##### Passage shown #####

CT-NET: CHANNEL TENSORIZATION NETWORK FOR VIDEO CLASSIFICATION

Abstract

3D convolution is powerful for video classification but often computationally expensive, recent studies mainly focus on decomposing it on spatial-temporal and/or channel dimensions. Unfortunately, most approaches fail to achieve a preferable balance between convolutional efficiency and feature-interaction sufficiency. For this reason, we propose a concise and novel Channel Tensorization Network (CT-Net), by treating the channel dimension of input feature as a multiplication of K sub-dimensions. On one hand, it naturally factorizes convolution in a multiple dimension way, leading to a light computation burden. On the other hand, it can effectively enhance feature interaction from different channels, and progressively enlarge the 3D receptive field of such interaction to boost classification accuracy. Furthermore, we equip our CT-Module with a Tensor Excitation (TE) mechanism. It can learn to exploit spatial, temporal and channel attention in a high-dimensional manner, to improve the cooperative power of all the feature dimensions in our CT-Module. Finally, we flexibly adapt ResNet as our CT-Net. Extensive experiments are conducted on several challenging video benchmarks, e.g., Kinetics-400, Something-Something V1 and V2. Our CT-Net outperforms a number of recent SOTA approaches, in terms of accuracy and/or efficiency.

##### Supplied information #####

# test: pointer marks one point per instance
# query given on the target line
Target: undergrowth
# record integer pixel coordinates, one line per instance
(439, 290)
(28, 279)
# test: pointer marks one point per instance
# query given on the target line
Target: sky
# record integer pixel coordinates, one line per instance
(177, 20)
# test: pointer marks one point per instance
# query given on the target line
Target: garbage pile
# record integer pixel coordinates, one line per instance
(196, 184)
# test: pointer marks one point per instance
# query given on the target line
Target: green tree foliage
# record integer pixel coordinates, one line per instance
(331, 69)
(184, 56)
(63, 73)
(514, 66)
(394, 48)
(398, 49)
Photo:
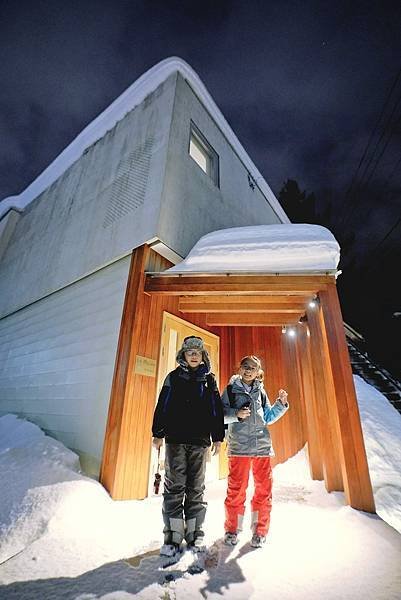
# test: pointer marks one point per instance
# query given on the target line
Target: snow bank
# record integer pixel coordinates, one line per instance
(71, 536)
(45, 498)
(381, 424)
(285, 248)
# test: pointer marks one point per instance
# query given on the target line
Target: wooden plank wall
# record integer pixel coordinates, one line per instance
(126, 453)
(127, 448)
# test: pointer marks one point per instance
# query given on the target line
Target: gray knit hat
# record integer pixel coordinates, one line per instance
(193, 342)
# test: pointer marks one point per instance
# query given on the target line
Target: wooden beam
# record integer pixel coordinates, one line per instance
(113, 460)
(287, 299)
(252, 319)
(357, 483)
(236, 284)
(325, 393)
(246, 307)
(311, 411)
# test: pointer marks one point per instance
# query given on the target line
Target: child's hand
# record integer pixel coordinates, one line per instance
(157, 443)
(244, 412)
(216, 448)
(282, 395)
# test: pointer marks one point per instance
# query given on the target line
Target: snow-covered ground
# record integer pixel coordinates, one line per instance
(61, 536)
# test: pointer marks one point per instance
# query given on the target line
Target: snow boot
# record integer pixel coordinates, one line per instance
(257, 541)
(230, 539)
(170, 550)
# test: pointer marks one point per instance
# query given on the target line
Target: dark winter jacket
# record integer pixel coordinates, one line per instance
(250, 436)
(189, 409)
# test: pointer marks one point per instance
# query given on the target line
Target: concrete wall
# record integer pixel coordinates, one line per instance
(191, 204)
(7, 226)
(57, 360)
(104, 205)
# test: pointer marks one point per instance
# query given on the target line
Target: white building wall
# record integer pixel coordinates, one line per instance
(57, 359)
(98, 210)
(192, 205)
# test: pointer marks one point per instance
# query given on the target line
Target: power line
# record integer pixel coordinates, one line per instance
(353, 188)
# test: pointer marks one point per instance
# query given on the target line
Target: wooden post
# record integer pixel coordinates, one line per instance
(325, 394)
(358, 487)
(115, 447)
(314, 443)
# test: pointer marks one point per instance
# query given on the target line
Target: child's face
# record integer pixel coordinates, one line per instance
(193, 358)
(249, 370)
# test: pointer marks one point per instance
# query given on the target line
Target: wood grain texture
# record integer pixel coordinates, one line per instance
(247, 319)
(311, 413)
(325, 396)
(236, 284)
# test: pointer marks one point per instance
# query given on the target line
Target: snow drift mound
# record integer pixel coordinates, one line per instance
(285, 248)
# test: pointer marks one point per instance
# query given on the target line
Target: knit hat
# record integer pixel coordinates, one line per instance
(193, 342)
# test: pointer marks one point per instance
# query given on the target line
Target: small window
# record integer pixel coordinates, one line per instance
(203, 154)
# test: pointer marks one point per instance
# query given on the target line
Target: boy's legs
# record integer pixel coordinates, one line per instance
(194, 505)
(261, 503)
(238, 477)
(173, 495)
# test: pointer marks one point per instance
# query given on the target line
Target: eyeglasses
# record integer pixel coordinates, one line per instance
(248, 368)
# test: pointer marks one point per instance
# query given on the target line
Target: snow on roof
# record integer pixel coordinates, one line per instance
(133, 96)
(285, 248)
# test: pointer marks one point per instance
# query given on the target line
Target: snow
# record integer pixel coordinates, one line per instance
(284, 248)
(104, 122)
(61, 536)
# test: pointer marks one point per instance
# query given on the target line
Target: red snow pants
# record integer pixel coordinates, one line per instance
(261, 503)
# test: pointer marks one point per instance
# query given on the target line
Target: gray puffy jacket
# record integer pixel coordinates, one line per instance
(250, 437)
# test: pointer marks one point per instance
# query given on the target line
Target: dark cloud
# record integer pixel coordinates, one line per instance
(301, 83)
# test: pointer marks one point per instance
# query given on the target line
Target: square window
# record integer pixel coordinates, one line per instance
(203, 154)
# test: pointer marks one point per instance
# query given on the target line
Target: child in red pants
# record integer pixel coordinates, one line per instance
(247, 411)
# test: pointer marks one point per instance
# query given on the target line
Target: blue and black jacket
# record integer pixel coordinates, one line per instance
(189, 409)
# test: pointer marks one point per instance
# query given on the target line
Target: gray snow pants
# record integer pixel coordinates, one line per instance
(184, 509)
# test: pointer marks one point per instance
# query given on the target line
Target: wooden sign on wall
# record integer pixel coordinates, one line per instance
(145, 366)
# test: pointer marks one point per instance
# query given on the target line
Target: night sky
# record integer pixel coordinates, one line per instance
(312, 90)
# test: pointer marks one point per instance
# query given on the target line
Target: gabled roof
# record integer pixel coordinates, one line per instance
(133, 96)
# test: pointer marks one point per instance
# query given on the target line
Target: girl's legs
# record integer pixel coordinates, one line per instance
(261, 503)
(238, 476)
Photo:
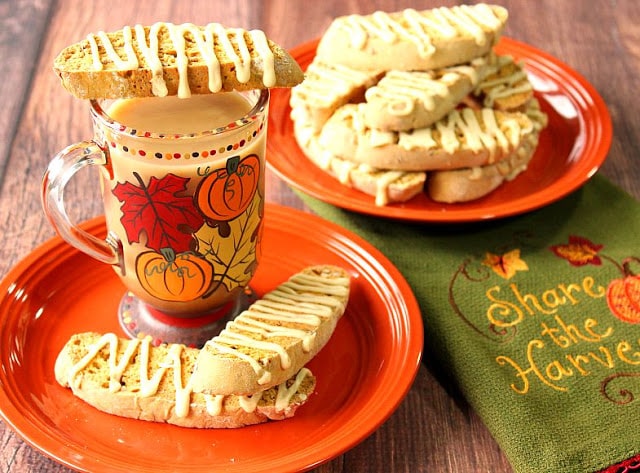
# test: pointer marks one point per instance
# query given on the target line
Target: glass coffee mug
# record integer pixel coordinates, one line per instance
(183, 207)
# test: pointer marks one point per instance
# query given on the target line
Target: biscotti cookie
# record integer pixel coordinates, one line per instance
(463, 138)
(404, 100)
(277, 335)
(463, 185)
(325, 88)
(506, 87)
(132, 378)
(413, 40)
(167, 59)
(386, 186)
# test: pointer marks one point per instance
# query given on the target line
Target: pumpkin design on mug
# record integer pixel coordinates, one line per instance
(186, 259)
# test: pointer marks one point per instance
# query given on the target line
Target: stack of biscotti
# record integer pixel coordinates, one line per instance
(401, 103)
(253, 372)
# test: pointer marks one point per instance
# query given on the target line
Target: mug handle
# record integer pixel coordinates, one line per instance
(60, 170)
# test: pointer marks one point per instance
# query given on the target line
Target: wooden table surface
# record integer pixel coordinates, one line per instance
(432, 431)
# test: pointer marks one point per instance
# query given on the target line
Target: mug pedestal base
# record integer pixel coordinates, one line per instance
(139, 320)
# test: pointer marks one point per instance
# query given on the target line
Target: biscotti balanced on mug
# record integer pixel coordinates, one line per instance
(470, 116)
(168, 59)
(132, 378)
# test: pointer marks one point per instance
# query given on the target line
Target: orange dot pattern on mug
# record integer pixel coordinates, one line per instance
(200, 153)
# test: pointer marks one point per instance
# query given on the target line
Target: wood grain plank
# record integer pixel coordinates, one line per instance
(22, 24)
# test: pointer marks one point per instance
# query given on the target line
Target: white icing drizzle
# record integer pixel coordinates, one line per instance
(232, 42)
(150, 54)
(304, 300)
(400, 91)
(173, 361)
(214, 404)
(510, 80)
(418, 27)
(327, 84)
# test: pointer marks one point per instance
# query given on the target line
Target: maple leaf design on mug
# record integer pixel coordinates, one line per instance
(160, 211)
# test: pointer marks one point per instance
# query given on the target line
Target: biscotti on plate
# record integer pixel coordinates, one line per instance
(277, 335)
(168, 59)
(132, 378)
(253, 372)
(442, 112)
(413, 40)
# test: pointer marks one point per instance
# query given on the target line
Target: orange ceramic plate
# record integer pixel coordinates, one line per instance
(363, 373)
(571, 149)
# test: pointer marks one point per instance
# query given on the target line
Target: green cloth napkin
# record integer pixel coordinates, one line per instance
(535, 318)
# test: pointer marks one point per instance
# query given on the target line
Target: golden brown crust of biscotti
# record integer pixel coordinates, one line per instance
(506, 87)
(83, 365)
(405, 100)
(463, 138)
(413, 40)
(466, 184)
(386, 186)
(76, 65)
(326, 87)
(277, 335)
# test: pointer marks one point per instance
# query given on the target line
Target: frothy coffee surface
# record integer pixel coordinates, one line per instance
(174, 115)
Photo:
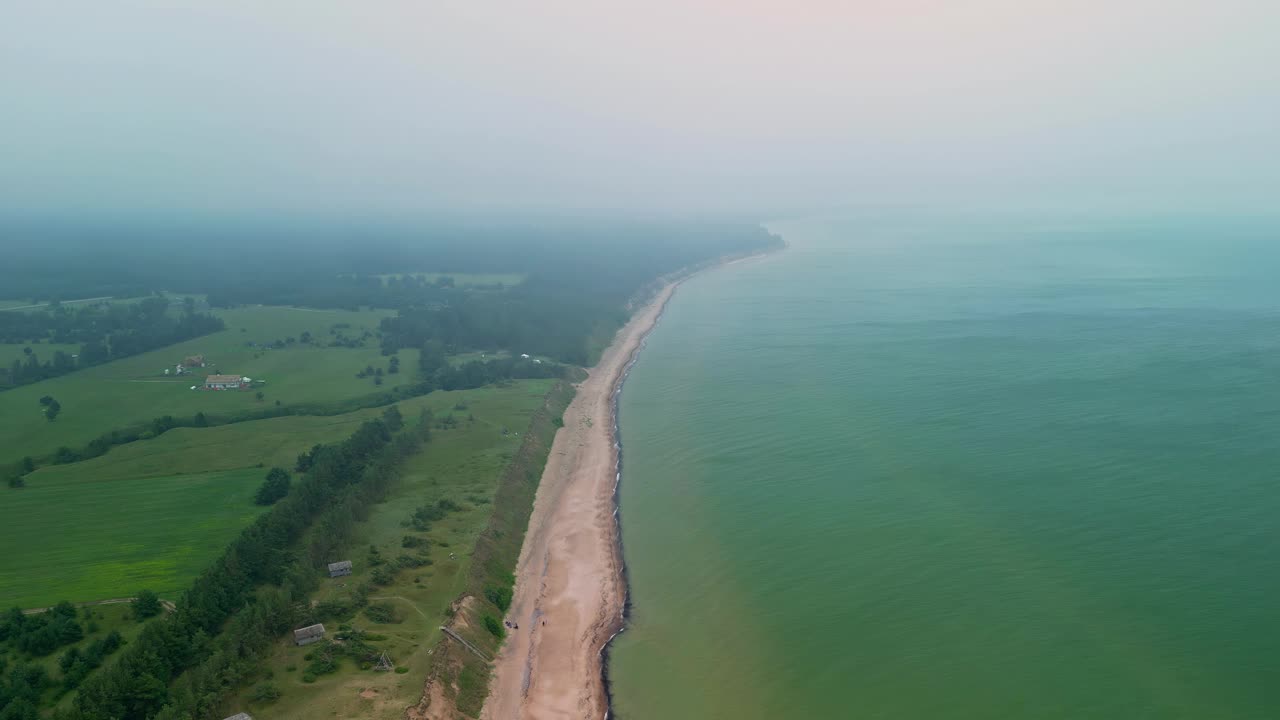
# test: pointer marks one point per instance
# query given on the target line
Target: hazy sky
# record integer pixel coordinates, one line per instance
(261, 104)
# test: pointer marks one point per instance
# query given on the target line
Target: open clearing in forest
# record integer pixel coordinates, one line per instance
(152, 514)
(86, 541)
(105, 397)
(464, 464)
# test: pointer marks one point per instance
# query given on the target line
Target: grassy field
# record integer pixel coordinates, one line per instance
(135, 390)
(10, 351)
(85, 540)
(97, 623)
(466, 279)
(154, 513)
(462, 464)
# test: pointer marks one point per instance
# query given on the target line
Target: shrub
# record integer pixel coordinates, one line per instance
(382, 613)
(499, 596)
(266, 692)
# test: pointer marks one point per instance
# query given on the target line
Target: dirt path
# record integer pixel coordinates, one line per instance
(568, 574)
(168, 605)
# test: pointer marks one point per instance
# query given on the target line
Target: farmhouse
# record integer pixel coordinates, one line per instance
(225, 382)
(309, 634)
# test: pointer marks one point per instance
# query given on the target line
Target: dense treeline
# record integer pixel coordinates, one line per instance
(440, 376)
(104, 333)
(37, 636)
(41, 633)
(251, 595)
(577, 274)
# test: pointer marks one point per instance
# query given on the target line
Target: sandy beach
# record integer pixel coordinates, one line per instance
(570, 591)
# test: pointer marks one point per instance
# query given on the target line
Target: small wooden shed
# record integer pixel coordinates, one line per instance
(309, 634)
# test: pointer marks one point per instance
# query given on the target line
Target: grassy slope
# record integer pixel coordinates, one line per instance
(464, 464)
(135, 390)
(275, 441)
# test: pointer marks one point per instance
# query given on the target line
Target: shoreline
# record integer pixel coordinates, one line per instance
(572, 587)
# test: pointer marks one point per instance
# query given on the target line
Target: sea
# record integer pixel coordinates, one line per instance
(960, 465)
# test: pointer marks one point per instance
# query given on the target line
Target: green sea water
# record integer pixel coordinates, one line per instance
(924, 466)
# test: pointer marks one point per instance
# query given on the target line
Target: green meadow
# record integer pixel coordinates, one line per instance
(136, 390)
(464, 464)
(82, 540)
(10, 351)
(154, 513)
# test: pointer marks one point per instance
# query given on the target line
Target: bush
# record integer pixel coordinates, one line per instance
(146, 605)
(266, 692)
(382, 613)
(274, 487)
(499, 596)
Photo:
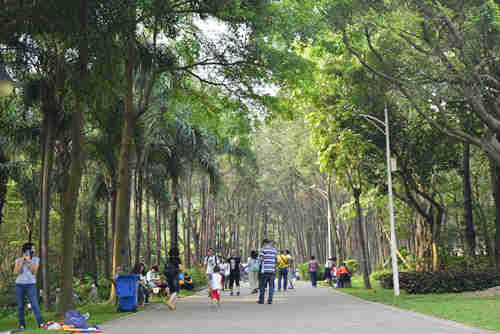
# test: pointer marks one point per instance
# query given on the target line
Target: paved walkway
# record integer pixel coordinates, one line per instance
(302, 311)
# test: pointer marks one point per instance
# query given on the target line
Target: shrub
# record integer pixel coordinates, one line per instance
(443, 281)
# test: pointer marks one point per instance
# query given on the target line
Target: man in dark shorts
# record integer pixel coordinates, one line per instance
(235, 270)
(172, 270)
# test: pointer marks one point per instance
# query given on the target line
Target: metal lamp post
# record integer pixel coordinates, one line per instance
(325, 195)
(6, 82)
(395, 271)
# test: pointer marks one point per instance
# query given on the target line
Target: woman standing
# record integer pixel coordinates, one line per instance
(313, 270)
(253, 271)
(172, 270)
(143, 294)
(26, 268)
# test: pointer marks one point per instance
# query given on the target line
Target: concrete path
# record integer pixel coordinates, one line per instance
(301, 311)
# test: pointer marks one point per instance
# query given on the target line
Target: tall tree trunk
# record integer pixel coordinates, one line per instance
(174, 219)
(121, 245)
(189, 187)
(45, 184)
(75, 174)
(138, 214)
(4, 179)
(470, 234)
(148, 232)
(364, 255)
(107, 273)
(158, 233)
(203, 217)
(92, 255)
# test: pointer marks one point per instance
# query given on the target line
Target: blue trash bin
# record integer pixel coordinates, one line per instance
(127, 286)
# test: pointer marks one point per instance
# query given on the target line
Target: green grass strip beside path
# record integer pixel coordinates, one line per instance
(464, 308)
(99, 313)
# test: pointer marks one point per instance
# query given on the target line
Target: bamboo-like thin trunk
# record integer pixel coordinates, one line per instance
(148, 231)
(121, 244)
(75, 173)
(364, 255)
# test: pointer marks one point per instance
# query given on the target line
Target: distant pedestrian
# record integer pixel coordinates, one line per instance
(283, 263)
(313, 271)
(328, 271)
(333, 273)
(26, 269)
(215, 284)
(209, 263)
(172, 270)
(291, 270)
(342, 275)
(253, 271)
(268, 256)
(234, 271)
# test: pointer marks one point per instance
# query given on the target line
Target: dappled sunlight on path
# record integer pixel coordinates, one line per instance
(303, 310)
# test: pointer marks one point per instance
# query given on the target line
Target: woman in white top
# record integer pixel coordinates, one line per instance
(26, 268)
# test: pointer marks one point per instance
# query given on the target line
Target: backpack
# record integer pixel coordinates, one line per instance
(283, 261)
(313, 266)
(75, 318)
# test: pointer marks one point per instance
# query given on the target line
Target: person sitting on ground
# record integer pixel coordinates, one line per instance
(153, 279)
(26, 269)
(188, 283)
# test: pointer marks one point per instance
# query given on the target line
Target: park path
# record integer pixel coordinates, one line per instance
(304, 310)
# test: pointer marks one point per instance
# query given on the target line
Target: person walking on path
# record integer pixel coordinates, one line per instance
(172, 270)
(26, 268)
(283, 263)
(215, 284)
(342, 275)
(211, 260)
(291, 270)
(253, 271)
(268, 256)
(235, 271)
(313, 271)
(328, 270)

#####

Aim of the exercise - In the abstract, explain why treating the channel dimension of the input feature as a multiplication of K sub-dimensions leads to a light computation burden. Answer in one to three sentences.

Final result - Treating the channel dimension as a multiplication of K sub-dimensions naturally factorizes convolution in a multiple-dimension way. This factorization is what gives CT-Net its light computation burden.